## Task description
Give back the data below exactly, with every line kept the same.

Items from a dataset
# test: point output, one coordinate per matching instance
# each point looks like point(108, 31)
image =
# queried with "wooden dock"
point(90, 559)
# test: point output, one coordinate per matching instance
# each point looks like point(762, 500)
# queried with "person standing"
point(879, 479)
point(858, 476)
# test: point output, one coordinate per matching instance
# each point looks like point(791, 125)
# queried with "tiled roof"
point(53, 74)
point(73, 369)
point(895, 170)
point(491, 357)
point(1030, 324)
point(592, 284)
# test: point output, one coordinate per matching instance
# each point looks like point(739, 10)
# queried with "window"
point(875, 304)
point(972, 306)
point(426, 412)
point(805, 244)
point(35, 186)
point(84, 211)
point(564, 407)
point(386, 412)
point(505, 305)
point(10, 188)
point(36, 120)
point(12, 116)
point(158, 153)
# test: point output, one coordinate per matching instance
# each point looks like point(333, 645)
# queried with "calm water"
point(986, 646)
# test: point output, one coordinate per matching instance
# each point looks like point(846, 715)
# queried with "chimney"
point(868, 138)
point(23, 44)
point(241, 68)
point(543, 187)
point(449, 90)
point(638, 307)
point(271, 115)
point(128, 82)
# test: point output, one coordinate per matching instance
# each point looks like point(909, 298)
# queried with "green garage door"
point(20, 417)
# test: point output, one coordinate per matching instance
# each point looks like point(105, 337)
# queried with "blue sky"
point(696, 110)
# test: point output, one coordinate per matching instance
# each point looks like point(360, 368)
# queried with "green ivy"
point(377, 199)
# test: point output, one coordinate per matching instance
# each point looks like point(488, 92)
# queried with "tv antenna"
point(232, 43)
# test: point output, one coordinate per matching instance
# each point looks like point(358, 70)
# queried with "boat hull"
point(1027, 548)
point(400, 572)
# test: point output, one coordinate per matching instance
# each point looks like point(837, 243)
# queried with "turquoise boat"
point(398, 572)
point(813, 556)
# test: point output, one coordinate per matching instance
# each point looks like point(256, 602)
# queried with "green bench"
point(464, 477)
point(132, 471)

## Reply
# test: point output, one coordinate per matching instance
# each point looks like point(108, 31)
image =
# queried with "wooden dock"
point(90, 559)
# test: point output, one coordinate per matching instance
# each point looks like point(762, 500)
# queried with "person standing"
point(879, 479)
point(858, 476)
# test: point output, one coordinate per matching instance
# each point looks like point(791, 125)
# queried with "tiled roof"
point(53, 74)
point(73, 369)
point(895, 170)
point(491, 357)
point(1030, 324)
point(592, 284)
# test: point output, one coordinate per matching instance
# each point looks like point(739, 10)
# queried with "window"
point(875, 304)
point(972, 306)
point(426, 412)
point(805, 244)
point(35, 186)
point(84, 211)
point(564, 407)
point(386, 412)
point(505, 305)
point(10, 188)
point(36, 120)
point(12, 116)
point(158, 153)
# test: point output, one coordinate per matching instance
# each point looks like point(333, 645)
# queried with "calm water"
point(986, 646)
# test: point output, one coordinate per matching instance
# each point looks like point(846, 715)
# queried with "chimney"
point(868, 138)
point(23, 44)
point(241, 68)
point(543, 187)
point(449, 90)
point(638, 307)
point(271, 115)
point(128, 82)
# test: point output, one coordinate per matching instance
# each point looks like point(909, 298)
# queried with "green garage door"
point(20, 417)
# test: point output, one coordinate per matching instance
# each point looks like point(105, 337)
# queried with "blue sky"
point(696, 110)
# test: point output, one coordinate per matching instance
# each point looks like point(360, 368)
# queried with "green ivy"
point(377, 199)
# test: point output, one coordinate per matching instance
# each point looks like point(488, 92)
# queried with "tv antenna"
point(232, 43)
# test: point output, one coordinate per matching instance
# each point looks like point(358, 70)
# queried with "boat hull"
point(1027, 548)
point(400, 572)
# test: point output, one coordinate per matching instance
# each point looks like point(837, 243)
# queried with "turquoise boat"
point(398, 572)
point(813, 556)
# test: point output, one coordinate per matching instance
# each point looks like point(256, 602)
# queried with "green bench"
point(464, 477)
point(132, 471)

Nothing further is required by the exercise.